(Collection entries)
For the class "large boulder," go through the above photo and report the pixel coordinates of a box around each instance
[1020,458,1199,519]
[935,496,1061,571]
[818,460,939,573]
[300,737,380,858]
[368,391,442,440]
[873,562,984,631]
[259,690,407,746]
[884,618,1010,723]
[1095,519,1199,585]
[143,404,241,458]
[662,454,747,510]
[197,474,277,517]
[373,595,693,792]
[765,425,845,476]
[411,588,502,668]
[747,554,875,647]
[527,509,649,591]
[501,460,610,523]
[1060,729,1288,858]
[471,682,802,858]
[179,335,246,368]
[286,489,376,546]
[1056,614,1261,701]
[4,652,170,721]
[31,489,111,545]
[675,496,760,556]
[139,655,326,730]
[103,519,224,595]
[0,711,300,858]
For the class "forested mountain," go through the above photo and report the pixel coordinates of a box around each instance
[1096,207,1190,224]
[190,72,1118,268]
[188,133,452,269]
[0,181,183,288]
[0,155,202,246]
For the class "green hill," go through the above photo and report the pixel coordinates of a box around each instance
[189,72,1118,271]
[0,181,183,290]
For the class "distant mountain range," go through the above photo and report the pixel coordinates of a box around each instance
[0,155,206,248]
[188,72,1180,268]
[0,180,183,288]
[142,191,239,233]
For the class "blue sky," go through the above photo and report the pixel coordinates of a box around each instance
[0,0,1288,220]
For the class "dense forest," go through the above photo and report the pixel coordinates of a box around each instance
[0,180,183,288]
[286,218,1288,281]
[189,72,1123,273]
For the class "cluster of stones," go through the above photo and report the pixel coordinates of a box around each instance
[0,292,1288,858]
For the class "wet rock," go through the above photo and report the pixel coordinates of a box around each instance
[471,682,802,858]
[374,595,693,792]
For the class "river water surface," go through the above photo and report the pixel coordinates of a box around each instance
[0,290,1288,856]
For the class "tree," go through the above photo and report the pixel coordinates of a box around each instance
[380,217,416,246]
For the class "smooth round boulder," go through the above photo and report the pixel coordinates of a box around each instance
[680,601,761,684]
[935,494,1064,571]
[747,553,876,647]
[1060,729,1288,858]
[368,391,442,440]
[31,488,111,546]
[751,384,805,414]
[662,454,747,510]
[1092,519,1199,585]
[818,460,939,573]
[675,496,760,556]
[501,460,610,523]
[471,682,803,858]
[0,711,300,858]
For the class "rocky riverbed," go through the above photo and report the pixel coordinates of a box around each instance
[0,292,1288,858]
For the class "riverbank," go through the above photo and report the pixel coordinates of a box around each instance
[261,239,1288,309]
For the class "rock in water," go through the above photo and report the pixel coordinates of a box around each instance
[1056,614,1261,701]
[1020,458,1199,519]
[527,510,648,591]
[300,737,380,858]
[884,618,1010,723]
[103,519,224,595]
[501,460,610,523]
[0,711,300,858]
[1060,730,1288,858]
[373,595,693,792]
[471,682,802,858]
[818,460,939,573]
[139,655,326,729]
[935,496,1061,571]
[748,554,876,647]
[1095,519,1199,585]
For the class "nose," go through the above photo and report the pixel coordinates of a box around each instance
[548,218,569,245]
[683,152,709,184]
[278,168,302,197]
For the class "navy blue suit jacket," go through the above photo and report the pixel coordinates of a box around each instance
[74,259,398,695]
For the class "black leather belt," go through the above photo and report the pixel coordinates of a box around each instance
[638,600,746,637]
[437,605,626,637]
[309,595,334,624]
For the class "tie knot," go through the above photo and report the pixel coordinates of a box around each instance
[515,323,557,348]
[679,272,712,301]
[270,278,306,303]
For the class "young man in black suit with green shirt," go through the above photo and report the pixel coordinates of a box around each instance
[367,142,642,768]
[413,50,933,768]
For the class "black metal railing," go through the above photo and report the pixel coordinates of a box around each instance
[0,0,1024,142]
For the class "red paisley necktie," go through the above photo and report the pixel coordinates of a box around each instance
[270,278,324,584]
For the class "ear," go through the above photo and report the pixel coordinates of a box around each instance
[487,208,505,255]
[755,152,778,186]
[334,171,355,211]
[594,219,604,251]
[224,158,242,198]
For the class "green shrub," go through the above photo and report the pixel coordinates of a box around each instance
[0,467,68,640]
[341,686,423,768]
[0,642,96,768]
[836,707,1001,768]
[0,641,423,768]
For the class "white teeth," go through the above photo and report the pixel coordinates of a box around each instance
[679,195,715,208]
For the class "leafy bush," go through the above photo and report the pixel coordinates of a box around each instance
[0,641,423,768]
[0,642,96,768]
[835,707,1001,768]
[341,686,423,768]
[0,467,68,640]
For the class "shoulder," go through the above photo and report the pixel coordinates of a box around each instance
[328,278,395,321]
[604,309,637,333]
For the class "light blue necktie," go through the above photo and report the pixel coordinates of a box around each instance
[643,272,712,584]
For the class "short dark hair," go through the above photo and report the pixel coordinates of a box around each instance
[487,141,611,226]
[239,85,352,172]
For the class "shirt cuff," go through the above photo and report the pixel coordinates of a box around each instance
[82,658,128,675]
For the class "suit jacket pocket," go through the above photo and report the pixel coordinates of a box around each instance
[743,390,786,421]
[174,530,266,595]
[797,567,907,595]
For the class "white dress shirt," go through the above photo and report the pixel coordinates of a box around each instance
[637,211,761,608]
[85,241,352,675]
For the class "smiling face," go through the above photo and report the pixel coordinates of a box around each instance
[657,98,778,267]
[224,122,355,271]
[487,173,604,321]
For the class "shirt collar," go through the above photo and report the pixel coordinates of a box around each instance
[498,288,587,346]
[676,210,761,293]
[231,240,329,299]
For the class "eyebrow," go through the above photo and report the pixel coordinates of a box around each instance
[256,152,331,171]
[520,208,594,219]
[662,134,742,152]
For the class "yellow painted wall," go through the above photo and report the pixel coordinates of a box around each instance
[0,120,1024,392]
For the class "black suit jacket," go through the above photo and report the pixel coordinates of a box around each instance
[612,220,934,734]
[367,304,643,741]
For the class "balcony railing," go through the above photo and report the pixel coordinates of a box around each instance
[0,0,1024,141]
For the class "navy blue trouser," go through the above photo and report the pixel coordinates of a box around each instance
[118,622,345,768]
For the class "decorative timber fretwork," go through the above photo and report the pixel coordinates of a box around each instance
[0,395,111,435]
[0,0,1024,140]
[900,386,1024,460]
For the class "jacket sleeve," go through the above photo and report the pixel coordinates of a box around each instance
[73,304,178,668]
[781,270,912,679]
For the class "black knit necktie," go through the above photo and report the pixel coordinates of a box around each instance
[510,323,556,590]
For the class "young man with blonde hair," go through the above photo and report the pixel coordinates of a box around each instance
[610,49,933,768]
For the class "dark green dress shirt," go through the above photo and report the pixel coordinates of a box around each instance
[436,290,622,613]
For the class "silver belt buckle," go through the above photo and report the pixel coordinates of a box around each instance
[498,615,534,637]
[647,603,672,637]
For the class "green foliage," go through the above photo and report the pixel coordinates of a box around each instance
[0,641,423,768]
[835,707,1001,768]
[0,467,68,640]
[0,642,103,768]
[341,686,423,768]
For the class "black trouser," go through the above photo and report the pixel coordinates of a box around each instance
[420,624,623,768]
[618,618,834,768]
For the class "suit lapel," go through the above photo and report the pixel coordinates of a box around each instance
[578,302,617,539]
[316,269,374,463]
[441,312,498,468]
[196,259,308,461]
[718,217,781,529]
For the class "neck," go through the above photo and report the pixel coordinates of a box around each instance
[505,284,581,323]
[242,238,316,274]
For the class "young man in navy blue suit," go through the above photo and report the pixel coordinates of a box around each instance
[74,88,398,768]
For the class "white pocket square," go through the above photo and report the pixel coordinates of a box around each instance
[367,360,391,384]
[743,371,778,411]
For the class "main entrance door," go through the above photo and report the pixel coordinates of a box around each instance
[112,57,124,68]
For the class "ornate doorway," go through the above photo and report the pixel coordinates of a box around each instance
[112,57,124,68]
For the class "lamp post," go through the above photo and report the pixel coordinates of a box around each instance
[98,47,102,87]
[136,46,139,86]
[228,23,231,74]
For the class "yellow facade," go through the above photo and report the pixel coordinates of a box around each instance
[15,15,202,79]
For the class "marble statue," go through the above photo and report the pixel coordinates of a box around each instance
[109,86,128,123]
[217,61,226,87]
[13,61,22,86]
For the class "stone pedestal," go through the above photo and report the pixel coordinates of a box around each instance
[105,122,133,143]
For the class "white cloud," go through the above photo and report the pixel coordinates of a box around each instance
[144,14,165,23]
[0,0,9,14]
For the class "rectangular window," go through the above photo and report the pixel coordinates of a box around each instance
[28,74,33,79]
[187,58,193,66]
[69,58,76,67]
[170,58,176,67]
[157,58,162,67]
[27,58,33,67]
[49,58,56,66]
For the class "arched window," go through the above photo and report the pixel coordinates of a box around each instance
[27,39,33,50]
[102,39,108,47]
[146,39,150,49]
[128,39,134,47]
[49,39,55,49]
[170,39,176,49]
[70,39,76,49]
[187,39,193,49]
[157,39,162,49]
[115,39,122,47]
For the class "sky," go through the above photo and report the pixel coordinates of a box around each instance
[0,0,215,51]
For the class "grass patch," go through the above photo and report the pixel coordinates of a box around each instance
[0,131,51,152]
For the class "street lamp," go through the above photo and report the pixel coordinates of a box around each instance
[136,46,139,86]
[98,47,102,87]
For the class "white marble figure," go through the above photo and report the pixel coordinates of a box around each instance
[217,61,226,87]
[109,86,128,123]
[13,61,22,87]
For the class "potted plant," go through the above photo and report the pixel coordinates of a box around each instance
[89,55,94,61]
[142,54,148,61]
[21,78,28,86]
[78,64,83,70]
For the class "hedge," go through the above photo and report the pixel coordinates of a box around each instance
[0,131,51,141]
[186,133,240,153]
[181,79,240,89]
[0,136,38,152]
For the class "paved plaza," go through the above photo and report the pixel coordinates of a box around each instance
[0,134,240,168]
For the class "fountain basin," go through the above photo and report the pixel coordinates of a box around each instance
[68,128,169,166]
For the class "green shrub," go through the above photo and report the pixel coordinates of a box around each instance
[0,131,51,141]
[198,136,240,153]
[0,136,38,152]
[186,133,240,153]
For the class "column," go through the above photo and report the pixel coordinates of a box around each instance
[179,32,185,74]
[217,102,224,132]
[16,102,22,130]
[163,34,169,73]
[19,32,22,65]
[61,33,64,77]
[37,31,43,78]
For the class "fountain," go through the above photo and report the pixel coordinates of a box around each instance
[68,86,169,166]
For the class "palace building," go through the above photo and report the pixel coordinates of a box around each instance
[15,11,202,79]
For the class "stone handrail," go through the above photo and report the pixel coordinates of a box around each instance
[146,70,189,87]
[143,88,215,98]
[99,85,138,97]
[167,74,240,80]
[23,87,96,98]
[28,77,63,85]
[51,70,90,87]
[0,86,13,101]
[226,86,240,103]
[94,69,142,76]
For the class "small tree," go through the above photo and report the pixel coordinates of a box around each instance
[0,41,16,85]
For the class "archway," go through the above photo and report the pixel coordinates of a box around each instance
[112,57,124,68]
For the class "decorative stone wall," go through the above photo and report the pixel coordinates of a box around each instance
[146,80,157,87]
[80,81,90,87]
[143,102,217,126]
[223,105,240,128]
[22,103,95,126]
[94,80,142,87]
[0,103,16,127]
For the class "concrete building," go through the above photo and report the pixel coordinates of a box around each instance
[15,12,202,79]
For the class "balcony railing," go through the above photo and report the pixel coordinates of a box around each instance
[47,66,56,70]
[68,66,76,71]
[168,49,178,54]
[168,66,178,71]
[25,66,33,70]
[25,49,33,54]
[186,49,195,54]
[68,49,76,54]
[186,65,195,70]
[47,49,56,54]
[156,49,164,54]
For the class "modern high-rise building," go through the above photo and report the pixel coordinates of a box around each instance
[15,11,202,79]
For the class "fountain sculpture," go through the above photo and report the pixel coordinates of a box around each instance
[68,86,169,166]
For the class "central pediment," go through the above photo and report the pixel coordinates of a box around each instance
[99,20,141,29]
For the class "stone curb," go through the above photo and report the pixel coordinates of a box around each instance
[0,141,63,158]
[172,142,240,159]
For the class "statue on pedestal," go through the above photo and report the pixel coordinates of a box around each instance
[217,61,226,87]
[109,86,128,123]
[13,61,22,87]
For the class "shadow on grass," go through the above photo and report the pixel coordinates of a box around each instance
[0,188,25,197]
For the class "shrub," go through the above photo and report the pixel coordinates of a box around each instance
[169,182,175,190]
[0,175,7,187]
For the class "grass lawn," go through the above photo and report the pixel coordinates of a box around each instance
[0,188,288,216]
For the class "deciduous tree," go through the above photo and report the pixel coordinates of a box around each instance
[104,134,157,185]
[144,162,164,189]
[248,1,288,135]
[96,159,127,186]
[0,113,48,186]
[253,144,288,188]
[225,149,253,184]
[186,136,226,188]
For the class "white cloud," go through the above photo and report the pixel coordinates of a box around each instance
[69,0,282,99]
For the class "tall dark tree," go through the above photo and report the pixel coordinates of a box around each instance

Aim of the task
Gather every line in the listing above that contains the word "window", and copy each one out in full.

Solution to this task
For the class "rectangular window," go through the above photo and report the pixel coordinates of a box around each instance
For the class "arched window," go through the above photo and report the pixel coordinates of a box around each instance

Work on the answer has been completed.